● The input:
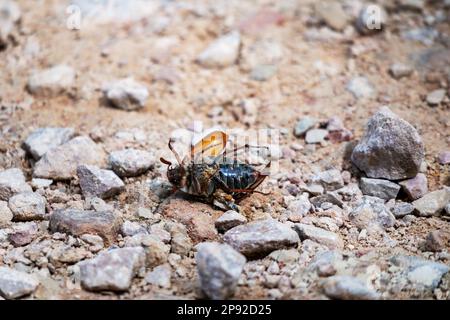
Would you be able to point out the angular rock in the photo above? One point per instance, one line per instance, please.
(219, 267)
(98, 182)
(390, 149)
(51, 82)
(348, 288)
(379, 188)
(360, 87)
(15, 284)
(12, 181)
(432, 203)
(126, 94)
(44, 139)
(316, 136)
(111, 270)
(370, 213)
(61, 163)
(319, 235)
(23, 234)
(259, 238)
(77, 223)
(27, 206)
(131, 162)
(229, 220)
(6, 215)
(303, 126)
(416, 187)
(223, 52)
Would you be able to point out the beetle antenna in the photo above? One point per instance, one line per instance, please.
(177, 156)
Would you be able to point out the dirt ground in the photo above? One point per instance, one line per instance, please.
(152, 51)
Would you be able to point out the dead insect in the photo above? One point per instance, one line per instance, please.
(209, 175)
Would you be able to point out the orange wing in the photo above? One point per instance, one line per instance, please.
(211, 144)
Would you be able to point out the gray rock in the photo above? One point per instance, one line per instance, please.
(126, 94)
(12, 181)
(160, 276)
(112, 270)
(131, 162)
(402, 209)
(416, 187)
(259, 238)
(360, 87)
(400, 70)
(223, 52)
(390, 149)
(27, 206)
(366, 24)
(303, 126)
(316, 136)
(348, 288)
(77, 223)
(219, 267)
(379, 188)
(370, 213)
(6, 215)
(435, 97)
(23, 233)
(98, 182)
(51, 82)
(432, 203)
(15, 284)
(330, 179)
(44, 139)
(319, 235)
(229, 220)
(61, 163)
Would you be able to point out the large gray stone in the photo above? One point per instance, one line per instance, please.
(61, 163)
(15, 284)
(44, 139)
(219, 267)
(259, 238)
(112, 270)
(12, 181)
(99, 182)
(390, 149)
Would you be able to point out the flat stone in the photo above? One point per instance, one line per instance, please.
(12, 181)
(223, 52)
(432, 203)
(16, 284)
(435, 97)
(51, 82)
(415, 187)
(131, 162)
(229, 220)
(6, 215)
(259, 238)
(27, 206)
(319, 235)
(99, 182)
(316, 136)
(44, 139)
(61, 163)
(126, 94)
(77, 223)
(379, 188)
(390, 149)
(348, 288)
(304, 125)
(360, 87)
(112, 270)
(219, 267)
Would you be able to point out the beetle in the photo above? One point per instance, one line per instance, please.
(210, 175)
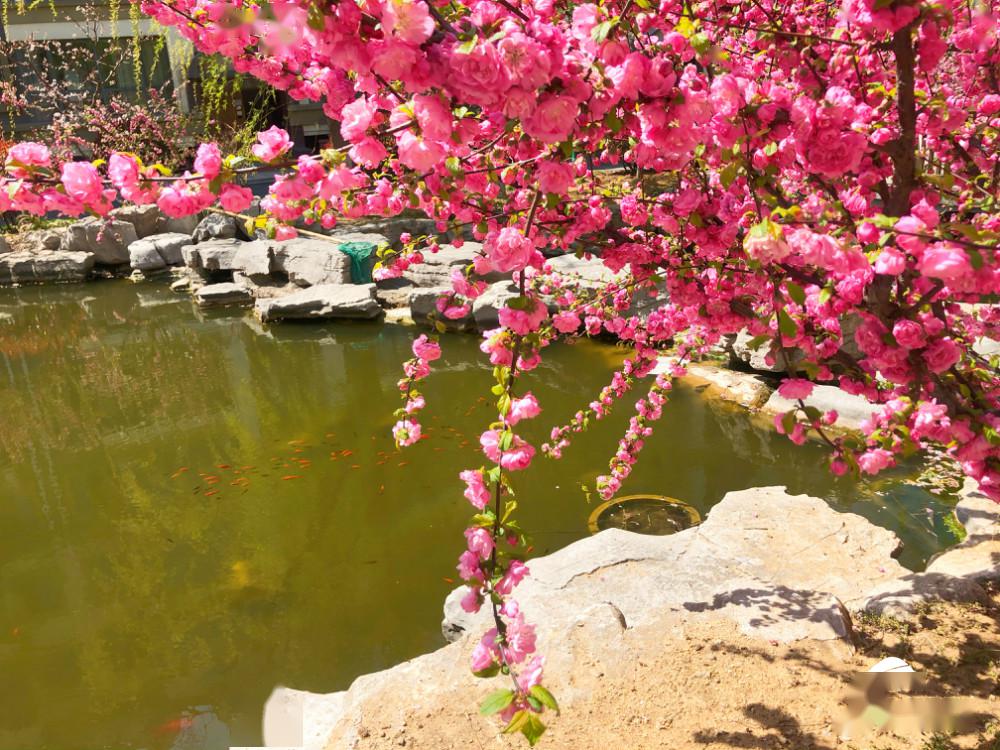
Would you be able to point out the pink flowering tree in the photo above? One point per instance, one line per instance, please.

● Task objective:
Rewrite the records from the line that contains "Would you be able to point out the orange" through the end of the records, changing "stone" to "boulder" and keeping everything else the same. Omit the pictures.

● Full solution:
Would you be able to point out the orange wing in the photo above? One point per instance, one line per instance, please.
(211, 144)
Would you be able to point out the gray rock in the photo above? One point per instance, one line per instance, please.
(126, 94)
(12, 181)
(160, 276)
(112, 270)
(131, 162)
(402, 209)
(416, 187)
(259, 238)
(360, 87)
(400, 70)
(223, 52)
(390, 149)
(27, 206)
(366, 24)
(303, 126)
(316, 136)
(348, 288)
(77, 223)
(219, 267)
(379, 188)
(370, 213)
(6, 215)
(435, 97)
(23, 233)
(98, 182)
(51, 82)
(432, 203)
(15, 284)
(330, 179)
(44, 139)
(319, 235)
(229, 220)
(61, 163)
Would you be able to point out the large gray boulder in the photo above? One point per instance, one line per instance, please.
(61, 163)
(15, 284)
(44, 139)
(219, 267)
(259, 238)
(112, 270)
(12, 181)
(99, 182)
(390, 149)
Would you be able to point out the flat boulder in the photo above? One point per instance, one line per instance, please.
(12, 181)
(223, 52)
(432, 203)
(16, 284)
(435, 97)
(51, 82)
(415, 187)
(131, 162)
(229, 220)
(6, 215)
(259, 238)
(27, 206)
(319, 235)
(99, 182)
(316, 136)
(44, 139)
(61, 163)
(126, 94)
(77, 223)
(379, 188)
(390, 149)
(348, 288)
(304, 125)
(360, 87)
(112, 270)
(219, 267)
Would you be able to point out the beetle in the photo above? One point per instance, one line per instance, please.
(210, 175)
Would you be able to point out the pink flowering tree in the photo above? One point per instance, one line per instance, please.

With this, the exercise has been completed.